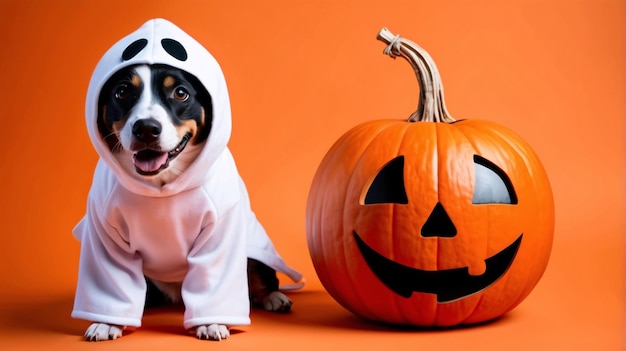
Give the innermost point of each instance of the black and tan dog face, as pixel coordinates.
(149, 115)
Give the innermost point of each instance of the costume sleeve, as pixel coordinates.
(111, 288)
(215, 289)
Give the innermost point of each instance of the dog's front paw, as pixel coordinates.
(277, 302)
(103, 331)
(212, 332)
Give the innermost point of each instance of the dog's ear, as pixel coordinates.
(205, 100)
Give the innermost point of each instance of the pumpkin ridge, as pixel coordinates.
(345, 197)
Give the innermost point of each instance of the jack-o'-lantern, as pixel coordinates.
(430, 221)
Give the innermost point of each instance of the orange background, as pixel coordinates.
(300, 75)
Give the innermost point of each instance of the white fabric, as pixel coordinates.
(197, 230)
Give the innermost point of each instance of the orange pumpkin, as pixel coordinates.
(430, 221)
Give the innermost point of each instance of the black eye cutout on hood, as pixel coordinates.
(134, 48)
(174, 48)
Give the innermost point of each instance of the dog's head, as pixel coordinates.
(154, 119)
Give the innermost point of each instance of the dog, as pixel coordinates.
(155, 124)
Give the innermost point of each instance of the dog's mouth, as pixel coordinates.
(150, 162)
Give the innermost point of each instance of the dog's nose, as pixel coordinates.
(147, 130)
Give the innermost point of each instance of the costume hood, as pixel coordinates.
(159, 41)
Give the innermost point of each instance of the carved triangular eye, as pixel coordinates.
(388, 185)
(492, 185)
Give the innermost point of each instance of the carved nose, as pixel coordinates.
(439, 224)
(147, 130)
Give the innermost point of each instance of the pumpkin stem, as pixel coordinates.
(431, 106)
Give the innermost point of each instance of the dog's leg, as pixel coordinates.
(263, 286)
(103, 331)
(212, 332)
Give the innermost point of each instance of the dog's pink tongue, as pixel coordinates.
(150, 163)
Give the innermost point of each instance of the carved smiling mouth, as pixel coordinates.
(449, 285)
(150, 162)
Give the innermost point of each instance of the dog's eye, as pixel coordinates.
(181, 94)
(122, 92)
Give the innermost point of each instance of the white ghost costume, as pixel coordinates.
(197, 230)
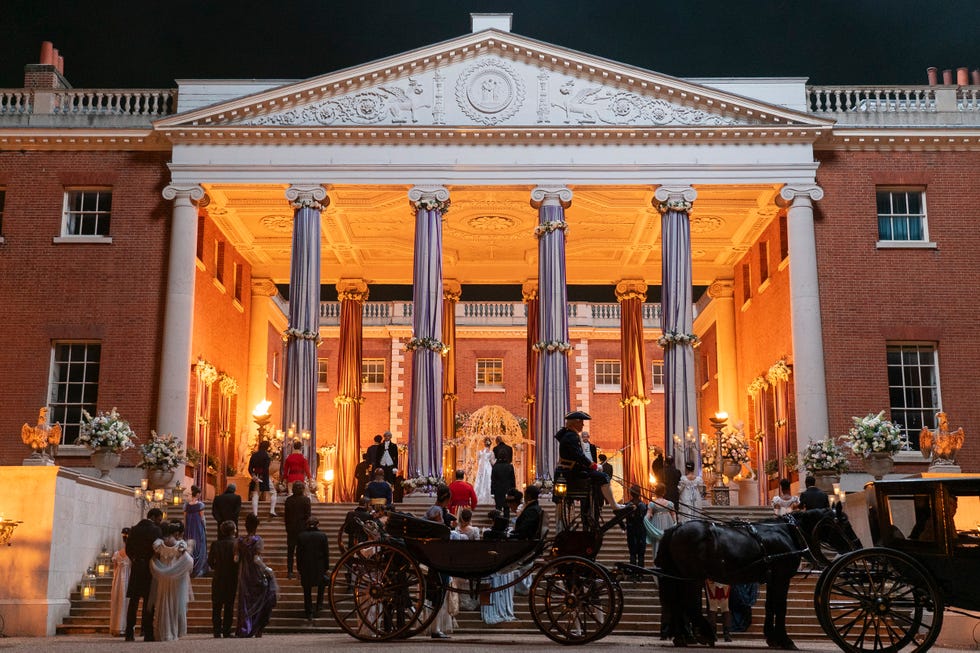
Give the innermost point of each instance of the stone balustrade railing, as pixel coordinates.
(580, 314)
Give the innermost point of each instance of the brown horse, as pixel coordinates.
(741, 552)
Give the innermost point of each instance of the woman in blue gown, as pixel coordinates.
(194, 518)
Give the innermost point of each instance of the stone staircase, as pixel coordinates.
(641, 615)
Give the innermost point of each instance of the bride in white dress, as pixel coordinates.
(484, 462)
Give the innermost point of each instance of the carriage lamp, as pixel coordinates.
(102, 563)
(88, 585)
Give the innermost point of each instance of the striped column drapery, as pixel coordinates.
(636, 469)
(678, 339)
(552, 388)
(352, 293)
(451, 292)
(303, 331)
(425, 419)
(529, 293)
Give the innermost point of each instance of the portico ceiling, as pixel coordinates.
(614, 232)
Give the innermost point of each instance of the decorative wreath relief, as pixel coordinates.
(549, 226)
(427, 343)
(432, 204)
(299, 334)
(552, 345)
(671, 338)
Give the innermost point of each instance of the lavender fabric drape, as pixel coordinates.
(552, 391)
(349, 398)
(679, 387)
(425, 419)
(636, 468)
(299, 392)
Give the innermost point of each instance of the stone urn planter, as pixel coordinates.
(105, 460)
(879, 464)
(158, 478)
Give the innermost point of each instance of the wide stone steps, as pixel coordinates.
(641, 615)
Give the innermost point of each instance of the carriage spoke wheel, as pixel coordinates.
(377, 592)
(574, 601)
(879, 600)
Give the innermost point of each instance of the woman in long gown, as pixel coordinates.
(194, 516)
(120, 582)
(691, 487)
(484, 463)
(257, 588)
(171, 568)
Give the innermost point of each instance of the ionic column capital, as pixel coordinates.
(801, 193)
(451, 290)
(551, 196)
(722, 289)
(264, 288)
(184, 192)
(631, 289)
(352, 290)
(674, 198)
(307, 196)
(529, 290)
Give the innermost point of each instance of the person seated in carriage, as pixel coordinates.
(575, 464)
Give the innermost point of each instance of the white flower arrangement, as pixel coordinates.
(824, 455)
(552, 345)
(427, 343)
(671, 338)
(550, 226)
(163, 452)
(105, 431)
(874, 434)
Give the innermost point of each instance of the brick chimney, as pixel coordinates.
(49, 73)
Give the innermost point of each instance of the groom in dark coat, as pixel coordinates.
(139, 549)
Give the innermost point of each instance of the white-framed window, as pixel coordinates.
(373, 374)
(322, 371)
(489, 373)
(901, 214)
(913, 387)
(87, 212)
(657, 377)
(608, 374)
(276, 369)
(73, 384)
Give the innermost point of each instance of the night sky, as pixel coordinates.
(136, 43)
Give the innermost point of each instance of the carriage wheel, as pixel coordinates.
(377, 592)
(879, 600)
(575, 601)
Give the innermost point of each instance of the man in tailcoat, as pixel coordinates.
(139, 549)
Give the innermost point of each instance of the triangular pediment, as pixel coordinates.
(491, 79)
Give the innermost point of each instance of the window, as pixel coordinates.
(901, 214)
(913, 388)
(276, 369)
(219, 261)
(373, 374)
(321, 375)
(763, 262)
(657, 377)
(73, 385)
(607, 375)
(489, 373)
(237, 281)
(87, 213)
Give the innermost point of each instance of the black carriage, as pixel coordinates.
(392, 586)
(925, 559)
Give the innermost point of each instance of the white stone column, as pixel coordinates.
(810, 384)
(722, 293)
(173, 401)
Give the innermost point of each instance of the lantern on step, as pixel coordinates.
(103, 563)
(88, 585)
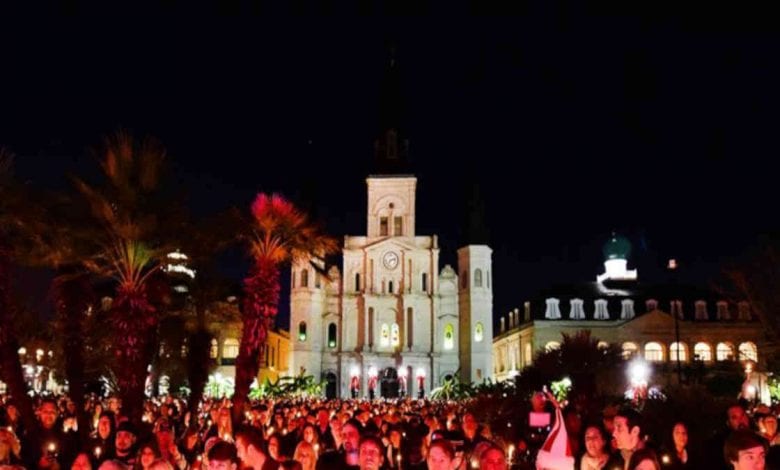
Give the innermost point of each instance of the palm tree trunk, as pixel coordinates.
(261, 303)
(198, 361)
(10, 366)
(134, 326)
(73, 298)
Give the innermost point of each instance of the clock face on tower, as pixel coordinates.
(390, 259)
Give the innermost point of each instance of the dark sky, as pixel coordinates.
(573, 121)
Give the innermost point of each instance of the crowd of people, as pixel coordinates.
(311, 434)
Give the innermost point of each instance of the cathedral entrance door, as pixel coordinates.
(330, 385)
(389, 383)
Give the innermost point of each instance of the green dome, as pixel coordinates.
(617, 247)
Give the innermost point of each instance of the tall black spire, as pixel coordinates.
(391, 147)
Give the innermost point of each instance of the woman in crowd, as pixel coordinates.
(596, 455)
(644, 459)
(305, 455)
(441, 456)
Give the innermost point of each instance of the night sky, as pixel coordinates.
(573, 122)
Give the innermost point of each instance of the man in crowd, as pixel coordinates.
(124, 443)
(249, 447)
(628, 435)
(745, 450)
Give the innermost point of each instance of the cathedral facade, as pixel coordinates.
(390, 322)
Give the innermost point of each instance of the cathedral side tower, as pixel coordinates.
(475, 303)
(391, 201)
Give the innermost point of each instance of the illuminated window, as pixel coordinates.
(674, 348)
(724, 352)
(449, 337)
(332, 335)
(629, 350)
(702, 352)
(654, 352)
(230, 348)
(748, 352)
(213, 349)
(399, 225)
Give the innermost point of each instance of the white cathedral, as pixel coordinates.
(390, 322)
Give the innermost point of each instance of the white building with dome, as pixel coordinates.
(391, 322)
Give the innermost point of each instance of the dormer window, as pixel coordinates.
(723, 310)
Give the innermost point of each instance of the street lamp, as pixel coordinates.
(420, 382)
(672, 266)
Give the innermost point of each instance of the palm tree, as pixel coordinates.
(129, 241)
(15, 220)
(279, 234)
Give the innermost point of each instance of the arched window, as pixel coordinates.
(230, 348)
(748, 352)
(654, 352)
(629, 350)
(409, 326)
(449, 336)
(724, 352)
(678, 348)
(702, 352)
(332, 335)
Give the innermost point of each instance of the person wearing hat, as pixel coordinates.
(124, 443)
(555, 453)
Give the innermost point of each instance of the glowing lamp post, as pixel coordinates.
(402, 382)
(420, 382)
(372, 377)
(354, 385)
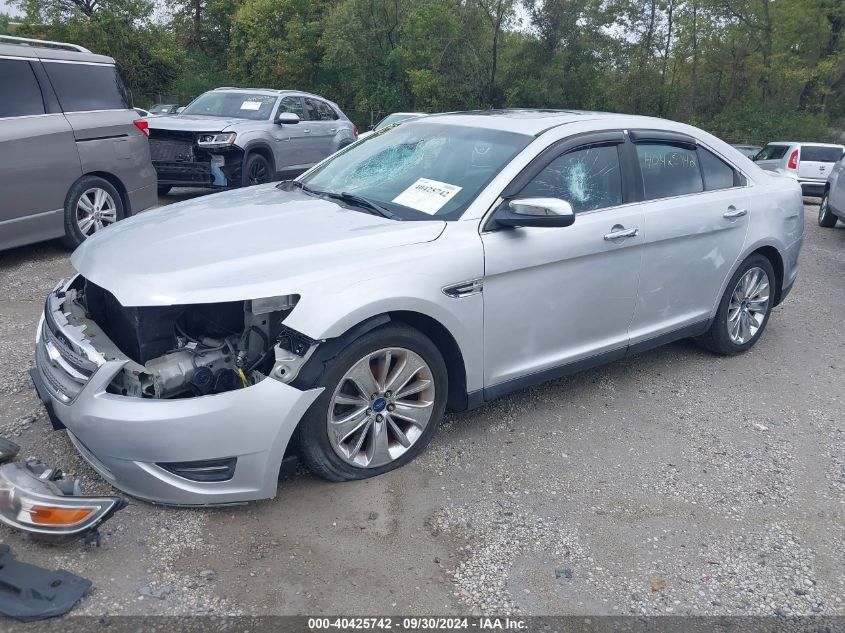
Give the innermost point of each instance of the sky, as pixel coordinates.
(5, 8)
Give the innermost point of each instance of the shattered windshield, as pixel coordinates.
(232, 105)
(420, 169)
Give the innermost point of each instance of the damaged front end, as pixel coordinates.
(182, 351)
(38, 500)
(184, 404)
(196, 159)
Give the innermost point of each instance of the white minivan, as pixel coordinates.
(809, 163)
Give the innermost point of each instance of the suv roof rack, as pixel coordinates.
(27, 41)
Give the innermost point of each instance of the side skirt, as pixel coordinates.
(480, 397)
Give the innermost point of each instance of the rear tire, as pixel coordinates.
(92, 204)
(826, 217)
(348, 434)
(743, 314)
(257, 170)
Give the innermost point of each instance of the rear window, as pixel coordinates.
(19, 91)
(821, 154)
(772, 152)
(83, 87)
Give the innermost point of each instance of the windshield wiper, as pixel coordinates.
(363, 202)
(286, 185)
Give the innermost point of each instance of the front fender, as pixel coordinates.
(414, 283)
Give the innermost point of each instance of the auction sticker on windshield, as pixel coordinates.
(427, 196)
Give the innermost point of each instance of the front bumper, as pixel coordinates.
(125, 438)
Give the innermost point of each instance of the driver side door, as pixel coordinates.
(558, 300)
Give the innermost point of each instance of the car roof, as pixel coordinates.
(267, 91)
(803, 144)
(535, 122)
(45, 52)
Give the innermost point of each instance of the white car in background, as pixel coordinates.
(809, 163)
(832, 207)
(391, 119)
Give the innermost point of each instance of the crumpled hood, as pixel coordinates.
(192, 123)
(242, 244)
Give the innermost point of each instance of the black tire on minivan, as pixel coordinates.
(92, 204)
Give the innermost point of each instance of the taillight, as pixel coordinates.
(142, 125)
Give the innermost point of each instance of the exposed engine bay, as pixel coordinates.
(183, 351)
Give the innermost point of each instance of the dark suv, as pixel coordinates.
(74, 156)
(230, 137)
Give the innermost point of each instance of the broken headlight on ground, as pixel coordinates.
(181, 351)
(38, 500)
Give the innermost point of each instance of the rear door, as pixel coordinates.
(771, 157)
(695, 221)
(100, 112)
(292, 145)
(323, 126)
(38, 158)
(815, 162)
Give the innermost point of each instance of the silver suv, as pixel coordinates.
(808, 163)
(74, 155)
(229, 137)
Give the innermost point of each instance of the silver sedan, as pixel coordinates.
(206, 345)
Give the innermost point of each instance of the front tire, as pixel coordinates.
(92, 204)
(826, 217)
(383, 398)
(744, 309)
(257, 170)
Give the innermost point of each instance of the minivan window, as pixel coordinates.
(668, 170)
(84, 87)
(327, 113)
(821, 154)
(19, 91)
(772, 152)
(588, 179)
(717, 173)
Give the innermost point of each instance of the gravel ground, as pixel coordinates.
(675, 482)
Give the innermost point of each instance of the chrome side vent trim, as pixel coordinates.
(464, 289)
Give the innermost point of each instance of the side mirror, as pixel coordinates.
(542, 212)
(287, 118)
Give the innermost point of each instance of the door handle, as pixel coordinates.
(619, 232)
(732, 213)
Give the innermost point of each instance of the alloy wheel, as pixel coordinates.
(381, 407)
(749, 305)
(95, 210)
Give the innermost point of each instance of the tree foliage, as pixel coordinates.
(749, 70)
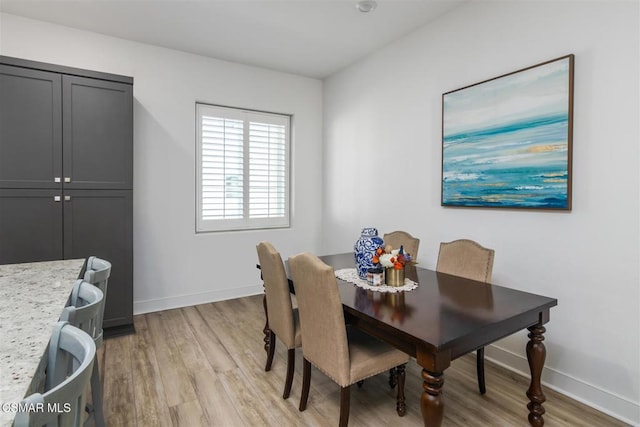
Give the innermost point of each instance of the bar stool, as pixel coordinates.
(87, 302)
(70, 360)
(97, 273)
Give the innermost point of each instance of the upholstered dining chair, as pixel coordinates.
(343, 353)
(283, 318)
(468, 259)
(402, 238)
(69, 362)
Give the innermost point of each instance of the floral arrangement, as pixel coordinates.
(389, 257)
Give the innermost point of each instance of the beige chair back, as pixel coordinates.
(466, 258)
(324, 336)
(276, 287)
(398, 238)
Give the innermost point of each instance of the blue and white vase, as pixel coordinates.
(364, 249)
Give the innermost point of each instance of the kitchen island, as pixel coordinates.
(32, 297)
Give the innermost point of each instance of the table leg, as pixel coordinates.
(432, 401)
(536, 353)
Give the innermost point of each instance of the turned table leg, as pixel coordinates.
(432, 401)
(536, 354)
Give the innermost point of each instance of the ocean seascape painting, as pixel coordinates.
(507, 142)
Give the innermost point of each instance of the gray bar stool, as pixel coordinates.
(87, 302)
(69, 363)
(97, 273)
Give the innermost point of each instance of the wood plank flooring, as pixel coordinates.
(204, 366)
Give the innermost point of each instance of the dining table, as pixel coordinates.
(32, 298)
(443, 318)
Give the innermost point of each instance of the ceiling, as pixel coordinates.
(313, 38)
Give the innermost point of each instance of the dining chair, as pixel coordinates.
(343, 353)
(83, 312)
(468, 259)
(70, 360)
(283, 318)
(402, 238)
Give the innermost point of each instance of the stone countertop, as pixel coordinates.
(32, 297)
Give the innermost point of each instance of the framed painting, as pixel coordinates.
(507, 141)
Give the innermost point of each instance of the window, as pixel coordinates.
(242, 169)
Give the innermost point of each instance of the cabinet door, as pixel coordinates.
(98, 134)
(99, 222)
(30, 225)
(30, 128)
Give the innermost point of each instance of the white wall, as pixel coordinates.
(382, 129)
(172, 265)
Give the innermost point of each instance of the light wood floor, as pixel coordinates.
(204, 366)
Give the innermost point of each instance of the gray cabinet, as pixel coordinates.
(66, 172)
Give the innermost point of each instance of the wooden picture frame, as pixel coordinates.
(507, 141)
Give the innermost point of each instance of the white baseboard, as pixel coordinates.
(160, 304)
(589, 394)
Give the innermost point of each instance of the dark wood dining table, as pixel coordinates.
(444, 318)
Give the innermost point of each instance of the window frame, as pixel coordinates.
(246, 222)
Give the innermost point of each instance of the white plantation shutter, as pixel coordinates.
(243, 169)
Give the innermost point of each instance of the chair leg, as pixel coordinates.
(270, 350)
(480, 369)
(291, 364)
(96, 410)
(401, 407)
(345, 401)
(392, 377)
(306, 382)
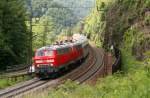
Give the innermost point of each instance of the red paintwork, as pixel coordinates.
(61, 59)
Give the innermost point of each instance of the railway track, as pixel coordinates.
(81, 74)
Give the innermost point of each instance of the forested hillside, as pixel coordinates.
(52, 17)
(126, 25)
(13, 33)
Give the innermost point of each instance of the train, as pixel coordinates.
(50, 60)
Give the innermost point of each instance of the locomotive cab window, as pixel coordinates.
(62, 51)
(44, 53)
(39, 53)
(49, 53)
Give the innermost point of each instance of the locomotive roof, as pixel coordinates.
(79, 41)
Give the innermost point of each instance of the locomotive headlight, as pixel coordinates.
(51, 64)
(50, 60)
(39, 61)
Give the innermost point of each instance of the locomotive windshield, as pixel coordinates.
(44, 53)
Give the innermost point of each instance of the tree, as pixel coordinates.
(13, 33)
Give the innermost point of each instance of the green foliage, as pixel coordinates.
(13, 34)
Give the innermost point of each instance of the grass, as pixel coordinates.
(11, 81)
(133, 83)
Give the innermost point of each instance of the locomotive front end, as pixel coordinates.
(44, 62)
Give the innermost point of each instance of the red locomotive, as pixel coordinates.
(51, 59)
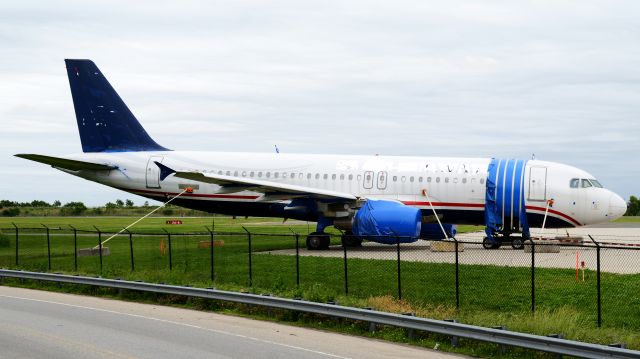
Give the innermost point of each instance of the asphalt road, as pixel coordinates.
(38, 324)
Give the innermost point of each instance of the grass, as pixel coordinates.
(489, 295)
(627, 219)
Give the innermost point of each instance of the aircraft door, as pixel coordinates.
(368, 180)
(382, 180)
(538, 183)
(153, 172)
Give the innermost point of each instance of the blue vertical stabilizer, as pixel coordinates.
(105, 123)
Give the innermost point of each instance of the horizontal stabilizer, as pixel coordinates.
(67, 164)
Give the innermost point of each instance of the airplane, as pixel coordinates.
(385, 199)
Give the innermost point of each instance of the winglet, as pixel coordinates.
(164, 170)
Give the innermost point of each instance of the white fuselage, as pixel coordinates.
(454, 186)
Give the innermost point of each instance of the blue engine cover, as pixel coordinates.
(433, 231)
(386, 221)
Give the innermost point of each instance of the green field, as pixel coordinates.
(489, 295)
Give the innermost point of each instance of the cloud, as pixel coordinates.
(409, 78)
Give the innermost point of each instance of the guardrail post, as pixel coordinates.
(250, 262)
(48, 246)
(399, 273)
(211, 253)
(169, 240)
(346, 271)
(455, 241)
(131, 249)
(17, 235)
(297, 257)
(533, 277)
(75, 248)
(99, 247)
(598, 280)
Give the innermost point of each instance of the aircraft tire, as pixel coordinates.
(317, 241)
(349, 240)
(488, 244)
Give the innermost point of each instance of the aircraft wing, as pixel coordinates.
(232, 184)
(67, 164)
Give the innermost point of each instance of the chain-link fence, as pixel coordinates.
(601, 279)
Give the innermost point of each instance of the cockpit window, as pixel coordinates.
(595, 183)
(574, 183)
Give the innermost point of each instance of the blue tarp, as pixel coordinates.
(504, 200)
(433, 231)
(384, 221)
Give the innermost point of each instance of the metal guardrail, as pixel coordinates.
(497, 336)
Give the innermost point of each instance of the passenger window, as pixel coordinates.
(574, 183)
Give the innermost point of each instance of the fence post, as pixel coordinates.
(399, 273)
(99, 247)
(346, 271)
(211, 252)
(48, 246)
(169, 240)
(16, 227)
(533, 276)
(457, 274)
(598, 280)
(250, 264)
(131, 249)
(297, 257)
(75, 248)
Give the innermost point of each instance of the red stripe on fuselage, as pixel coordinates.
(197, 195)
(408, 203)
(536, 208)
(445, 204)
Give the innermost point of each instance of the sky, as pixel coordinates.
(558, 79)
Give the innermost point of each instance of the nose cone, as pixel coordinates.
(617, 207)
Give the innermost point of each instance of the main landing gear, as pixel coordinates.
(318, 240)
(495, 243)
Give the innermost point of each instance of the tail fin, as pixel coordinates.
(104, 121)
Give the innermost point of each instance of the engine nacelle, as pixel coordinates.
(387, 221)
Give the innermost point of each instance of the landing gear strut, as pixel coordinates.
(318, 240)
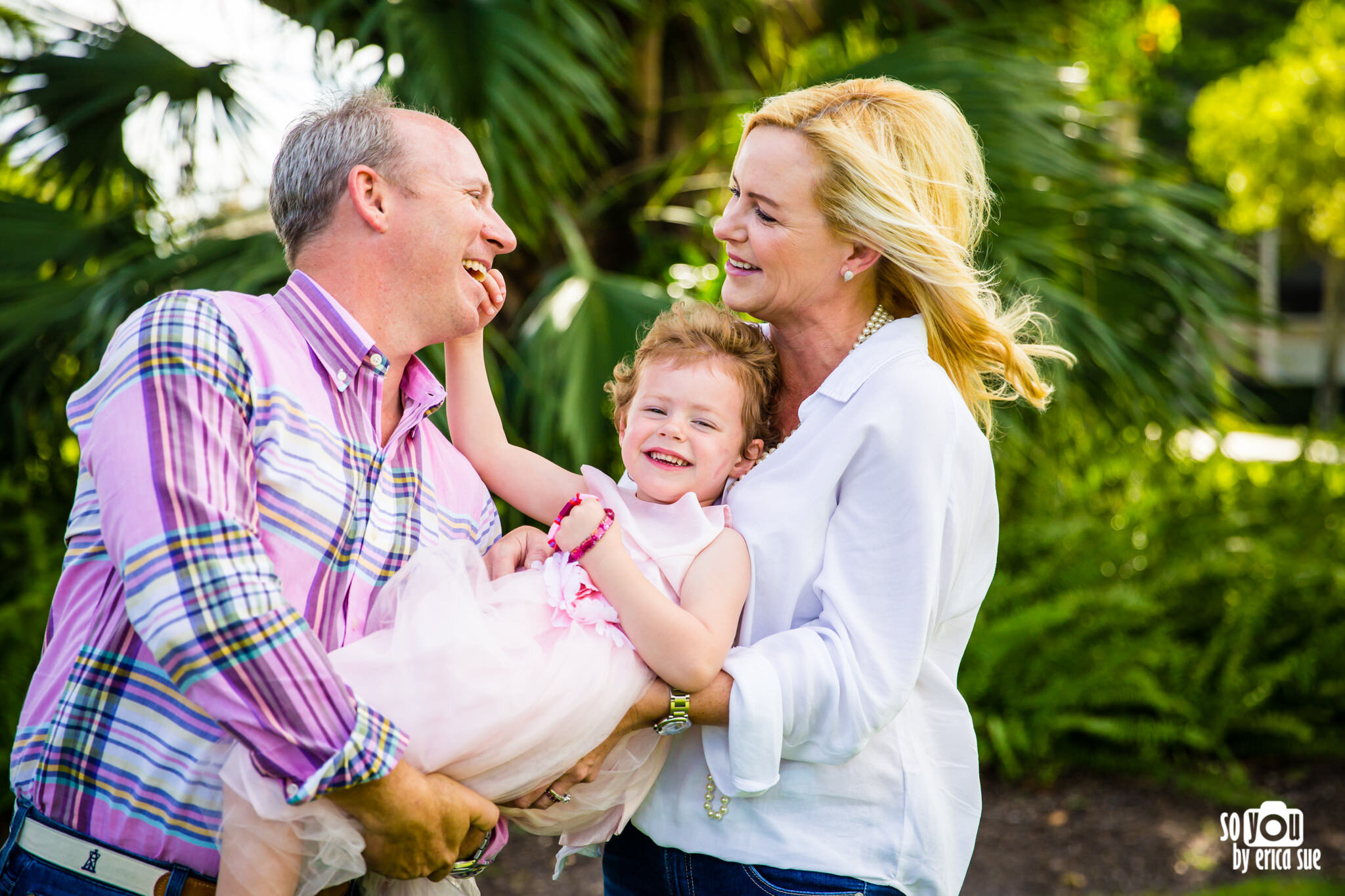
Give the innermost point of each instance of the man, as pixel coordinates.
(254, 471)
□ □ □ □
Write down exactly the lines running from the line with "tarp, as pixel coordinates." through the end of the material, both ends included, and none of the pictures.

Give the innermost point of each instance of the blue tarp, as pixel coordinates.
(504, 200)
(433, 231)
(384, 221)
Give the innermost point of each instance of the metal guardrail, as pixel coordinates.
(497, 336)
Give the innermost point of each instance of the passenger window, as pixel coordinates.
(574, 183)
Give the innermost point of each instance of the fence post, as pixel coordinates.
(399, 273)
(99, 247)
(346, 271)
(211, 252)
(48, 246)
(169, 240)
(16, 227)
(533, 276)
(457, 274)
(598, 280)
(250, 264)
(131, 249)
(297, 257)
(75, 248)
Give the innermost point of each instance of the red stripe on fuselage, as pixel coordinates.
(197, 195)
(408, 203)
(536, 208)
(445, 204)
Give the innermost point of each instance of the sky, as pixel coordinates.
(558, 79)
Give the innermost point of each instance of the nose cone, as pixel coordinates.
(617, 207)
Give the innermost point of each instance of the main landing gear, as pixel coordinates.
(318, 240)
(495, 243)
Give the innermost point of each instance of the tail fin, as pixel coordinates.
(104, 121)
Give the innermost point of each instance of the engine nacelle, as pixel coordinates.
(387, 221)
Give the innermost point of each instance of the landing gear strut, as pixel coordinates.
(318, 240)
Give the innermost point of each instance of the man, as pixel coordinates.
(254, 471)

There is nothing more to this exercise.